Analog. Traditional frame grabbers that convert analog signals to digital still have their place in machine vision applications. They offer stability and support long cable lengths. Entry-level analog frame grabbers feature off-the-shelf video decoder chips for digitizing the color or monochrome video signal in NTSC/RS-170 or PAL/CCIR formats. Non-standard analog formats can be supported with higher-end frame grabbers, but you will need to configure your card to recognize the camera’s video signal.

LVDS. A digital interface based on an analog signal format, in that image data is transferred in raster form. Transmission and cable lengths are similar to that supported by Camera Link

Camera Link. Camera Link technology’s high-performance and standard cabling revolutionized machine vision a few years ago. Based on LVDS, Camera Link is also raster-based and operates in a number of modes. A Base mode video acquisition card features a single deserializer chip and supports a maximum data rate of 2.04 Gbps. In Medium mode, with two chips, the maximum data rate is 4.08 Gbps. Finally, Full mode, with three chips, the maximum data rate is 5.44 Gbps. For all modes the maximum cable length is 10m.

■ **DATASET EXCERPT**:
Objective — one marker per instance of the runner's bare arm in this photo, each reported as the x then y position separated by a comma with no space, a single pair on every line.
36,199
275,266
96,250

■ **SHORT TASK 1**:
Summarize the passage on frame grabber interfaces in two sentences.
■ **SHORT TASK 2**:
Retype the passage on frame grabber interfaces, starting with "Camera Link. Camera" and going on through "length is 10m.".
The data comes from a separate source.

■ **TASK RESULT 1**:
Analog frame grabbers still have a place in machine vision because they offer stability and long cable lengths; entry-level models digitize NTSC/RS-170 or PAL/CCIR signals, while higher-end models can support non-standard formats once the card is configured. LVDS is a raster-based digital interface, and Camera Link, which is based on LVDS, runs in Base, Medium, and Full modes with maximum data rates of 2.04, 4.08, and 5.44 Gbps and a maximum cable length of 10m.

■ **TASK RESULT 2**:
Camera Link. Camera Link technology’s high-performance and standard cabling revolutionized machine vision a few years ago. Based on LVDS, Camera Link is also raster-based and operates in a number of modes. A Base mode video acquisition card features a single deserializer chip and supports a maximum data rate of 2.04 Gbps. In Medium mode, with two chips, the maximum data rate is 4.08 Gbps. Finally, Full mode, with three chips, the maximum data rate is 5.44 Gbps. For all modes the maximum cable length is 10m.